_WHAT TO WORK ON:_
Which lines in the records below contain the string "mountain"? Find each one and copy it out, treating uppercase and lowercase as different.

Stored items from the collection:
+ + + + +
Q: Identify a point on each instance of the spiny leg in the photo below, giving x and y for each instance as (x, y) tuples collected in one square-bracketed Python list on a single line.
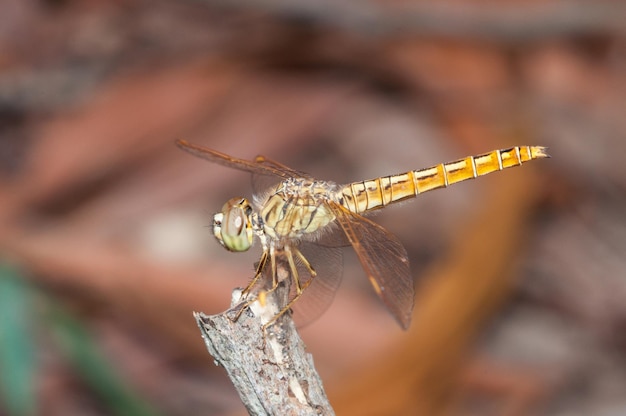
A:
[(259, 272), (296, 280)]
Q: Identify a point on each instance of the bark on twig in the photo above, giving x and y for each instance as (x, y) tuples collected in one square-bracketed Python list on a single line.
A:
[(272, 372)]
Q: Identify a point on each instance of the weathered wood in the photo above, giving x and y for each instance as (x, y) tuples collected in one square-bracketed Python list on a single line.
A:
[(272, 372)]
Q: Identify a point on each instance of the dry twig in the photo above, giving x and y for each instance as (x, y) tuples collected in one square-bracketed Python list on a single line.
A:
[(271, 371)]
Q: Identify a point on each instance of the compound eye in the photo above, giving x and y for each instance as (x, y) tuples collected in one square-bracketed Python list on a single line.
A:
[(233, 227)]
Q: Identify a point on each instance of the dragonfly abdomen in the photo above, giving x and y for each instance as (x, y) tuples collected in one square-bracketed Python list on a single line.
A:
[(376, 193)]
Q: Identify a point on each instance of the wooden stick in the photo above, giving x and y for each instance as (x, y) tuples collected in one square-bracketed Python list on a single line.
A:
[(272, 372)]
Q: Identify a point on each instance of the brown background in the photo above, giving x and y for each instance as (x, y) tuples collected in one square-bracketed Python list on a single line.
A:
[(521, 275)]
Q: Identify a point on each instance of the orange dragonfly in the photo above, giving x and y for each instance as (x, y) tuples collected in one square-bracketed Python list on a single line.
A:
[(303, 222)]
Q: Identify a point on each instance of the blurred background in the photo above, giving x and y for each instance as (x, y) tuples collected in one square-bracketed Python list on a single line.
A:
[(104, 245)]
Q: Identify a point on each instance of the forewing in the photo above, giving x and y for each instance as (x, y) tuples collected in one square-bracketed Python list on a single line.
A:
[(232, 162), (328, 264), (385, 261)]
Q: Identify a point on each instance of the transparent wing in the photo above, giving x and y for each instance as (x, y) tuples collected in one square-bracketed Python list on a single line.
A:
[(256, 167), (385, 261), (263, 182), (328, 264)]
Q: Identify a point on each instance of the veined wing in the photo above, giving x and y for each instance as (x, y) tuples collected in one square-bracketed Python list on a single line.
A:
[(385, 261), (258, 166), (328, 264)]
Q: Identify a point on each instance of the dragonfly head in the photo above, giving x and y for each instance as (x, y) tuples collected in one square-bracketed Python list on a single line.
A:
[(233, 226)]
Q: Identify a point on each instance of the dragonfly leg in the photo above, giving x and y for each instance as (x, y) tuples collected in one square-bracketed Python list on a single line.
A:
[(300, 288), (257, 273)]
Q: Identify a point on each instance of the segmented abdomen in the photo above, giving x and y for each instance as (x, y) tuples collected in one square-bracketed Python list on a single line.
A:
[(376, 193)]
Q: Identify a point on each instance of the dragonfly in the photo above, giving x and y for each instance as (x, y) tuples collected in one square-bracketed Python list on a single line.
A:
[(303, 223)]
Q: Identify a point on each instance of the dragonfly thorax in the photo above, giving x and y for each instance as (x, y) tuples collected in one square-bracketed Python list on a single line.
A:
[(296, 208), (232, 227)]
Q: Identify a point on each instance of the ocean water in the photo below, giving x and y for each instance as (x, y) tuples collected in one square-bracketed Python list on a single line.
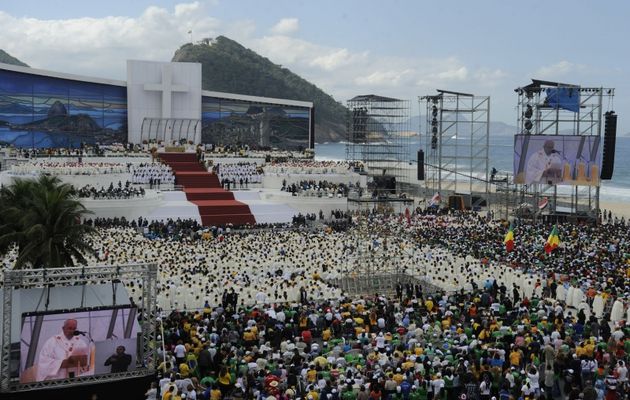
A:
[(501, 156)]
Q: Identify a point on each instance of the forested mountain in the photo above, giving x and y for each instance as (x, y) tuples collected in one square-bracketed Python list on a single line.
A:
[(230, 67), (8, 59)]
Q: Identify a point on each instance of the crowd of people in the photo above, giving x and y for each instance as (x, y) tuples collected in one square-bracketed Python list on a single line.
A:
[(503, 325), (51, 167), (119, 191), (308, 167), (153, 174), (317, 188), (242, 173)]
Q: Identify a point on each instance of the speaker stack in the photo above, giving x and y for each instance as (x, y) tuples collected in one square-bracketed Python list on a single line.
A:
[(610, 137)]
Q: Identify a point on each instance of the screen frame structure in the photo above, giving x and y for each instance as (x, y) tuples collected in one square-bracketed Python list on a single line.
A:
[(570, 160), (98, 327)]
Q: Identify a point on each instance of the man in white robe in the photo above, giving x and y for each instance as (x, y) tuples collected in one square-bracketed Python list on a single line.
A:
[(64, 355)]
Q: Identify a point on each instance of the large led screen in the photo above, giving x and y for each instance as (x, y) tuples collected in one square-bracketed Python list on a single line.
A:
[(41, 111), (66, 345), (557, 160)]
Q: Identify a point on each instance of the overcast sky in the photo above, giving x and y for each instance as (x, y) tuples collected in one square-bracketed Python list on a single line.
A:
[(403, 48)]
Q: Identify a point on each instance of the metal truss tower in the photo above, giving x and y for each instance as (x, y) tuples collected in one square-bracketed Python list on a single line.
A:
[(456, 143), (536, 115), (378, 136)]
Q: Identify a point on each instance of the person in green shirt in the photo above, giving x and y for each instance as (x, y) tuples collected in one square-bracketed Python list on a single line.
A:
[(348, 393), (418, 393)]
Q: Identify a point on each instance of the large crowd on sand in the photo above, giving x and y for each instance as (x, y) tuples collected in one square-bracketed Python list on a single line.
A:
[(256, 313), (253, 315)]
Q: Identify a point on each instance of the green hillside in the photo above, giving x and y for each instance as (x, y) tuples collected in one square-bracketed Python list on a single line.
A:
[(8, 59), (230, 67)]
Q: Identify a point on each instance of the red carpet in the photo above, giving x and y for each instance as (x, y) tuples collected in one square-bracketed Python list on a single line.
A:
[(216, 205)]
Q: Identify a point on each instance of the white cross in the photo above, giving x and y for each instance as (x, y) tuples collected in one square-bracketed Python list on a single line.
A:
[(167, 88)]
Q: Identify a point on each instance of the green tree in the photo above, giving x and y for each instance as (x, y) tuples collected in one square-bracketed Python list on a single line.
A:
[(43, 219)]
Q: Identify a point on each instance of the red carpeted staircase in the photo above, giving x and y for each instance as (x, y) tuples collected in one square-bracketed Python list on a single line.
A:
[(216, 205)]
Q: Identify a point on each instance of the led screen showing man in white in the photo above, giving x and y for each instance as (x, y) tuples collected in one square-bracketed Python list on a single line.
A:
[(66, 345), (556, 160)]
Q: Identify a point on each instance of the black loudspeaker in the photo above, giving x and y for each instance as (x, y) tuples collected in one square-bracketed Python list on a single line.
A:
[(456, 203), (610, 138), (420, 165), (385, 183)]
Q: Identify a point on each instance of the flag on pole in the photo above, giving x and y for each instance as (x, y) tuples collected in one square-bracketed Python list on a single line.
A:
[(552, 241), (509, 240)]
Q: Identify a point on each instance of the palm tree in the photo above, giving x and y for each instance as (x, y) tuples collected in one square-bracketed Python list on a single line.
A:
[(43, 219)]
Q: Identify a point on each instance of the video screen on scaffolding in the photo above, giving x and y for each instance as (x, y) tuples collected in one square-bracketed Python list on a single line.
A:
[(557, 160), (71, 344)]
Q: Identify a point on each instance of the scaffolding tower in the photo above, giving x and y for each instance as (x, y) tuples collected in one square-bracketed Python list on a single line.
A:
[(456, 144), (378, 136), (538, 114)]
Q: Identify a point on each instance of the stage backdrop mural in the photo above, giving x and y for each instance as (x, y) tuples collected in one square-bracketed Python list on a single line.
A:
[(42, 111)]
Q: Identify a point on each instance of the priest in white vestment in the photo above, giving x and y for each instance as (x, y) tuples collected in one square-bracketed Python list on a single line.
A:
[(64, 355)]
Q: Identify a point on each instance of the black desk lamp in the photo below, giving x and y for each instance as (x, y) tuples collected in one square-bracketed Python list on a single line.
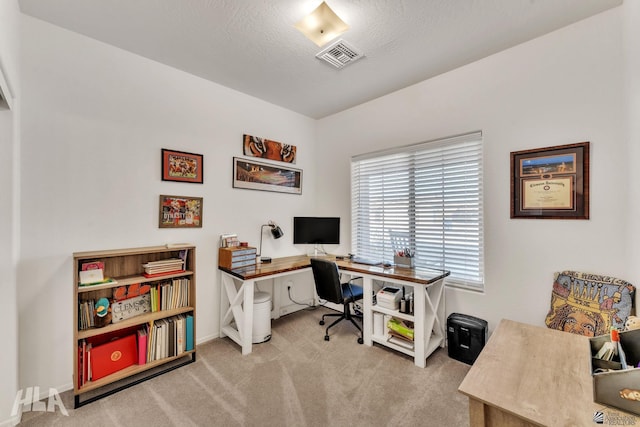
+ + + + +
_CORRECT RESULT:_
Q: Identify a point on each instance of the forested mountain in the photo above, giving x and y for each instance as (x, y) tuples collected in one square-bracketed Python list on a single line.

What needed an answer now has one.